• To do:
Write out, word for word, every line from the one containing "Can you find the flower" through the last line of the records below, both ends included.

Stored data entries
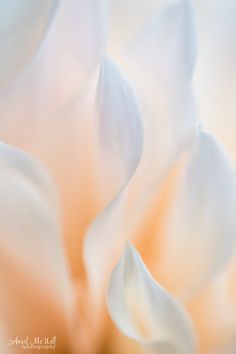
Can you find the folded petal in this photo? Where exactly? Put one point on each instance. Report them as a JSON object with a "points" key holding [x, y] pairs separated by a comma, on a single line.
{"points": [[22, 26], [146, 312], [36, 291], [199, 228]]}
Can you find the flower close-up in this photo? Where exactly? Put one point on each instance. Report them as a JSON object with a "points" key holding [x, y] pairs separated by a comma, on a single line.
{"points": [[117, 176]]}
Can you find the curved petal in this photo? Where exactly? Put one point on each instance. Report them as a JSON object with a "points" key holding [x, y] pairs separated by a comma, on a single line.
{"points": [[119, 124], [22, 26], [68, 55], [146, 312], [120, 133], [199, 229], [36, 297]]}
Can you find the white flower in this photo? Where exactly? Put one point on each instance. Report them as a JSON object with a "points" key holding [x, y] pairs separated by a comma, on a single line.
{"points": [[112, 98]]}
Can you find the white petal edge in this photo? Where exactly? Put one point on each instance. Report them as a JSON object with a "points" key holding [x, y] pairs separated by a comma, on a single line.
{"points": [[200, 226], [135, 299], [31, 247]]}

• Expected output:
Can you find the flower close-up in this photo? Where exactly? Put one point on each instance. Report them as a JSON object with a "points" key holding [x, y] pairs separated by a comma, on a single line.
{"points": [[117, 176]]}
Can you find the curved petal in this photo? Where exactly? Put one point on each instance. Report them as a JSON object with a "points" key holding [x, y] pairs separated by a comma, on a single line.
{"points": [[119, 124], [22, 26], [68, 55], [146, 312], [120, 133], [199, 229], [36, 297]]}
Can you find the white flower in this photo? Where exactly? Put one point on each instance. Report them as a JSON object with a "points" key holding [x, y] pairs separated by a comma, on a single line.
{"points": [[112, 98]]}
Can you find the white petal edge in this photo? Where exactly? Put one point on each instance. Report them as a JSON object with a "points" key holding [x, y] pairs separated by a comma, on a single line.
{"points": [[200, 226], [135, 299], [31, 247]]}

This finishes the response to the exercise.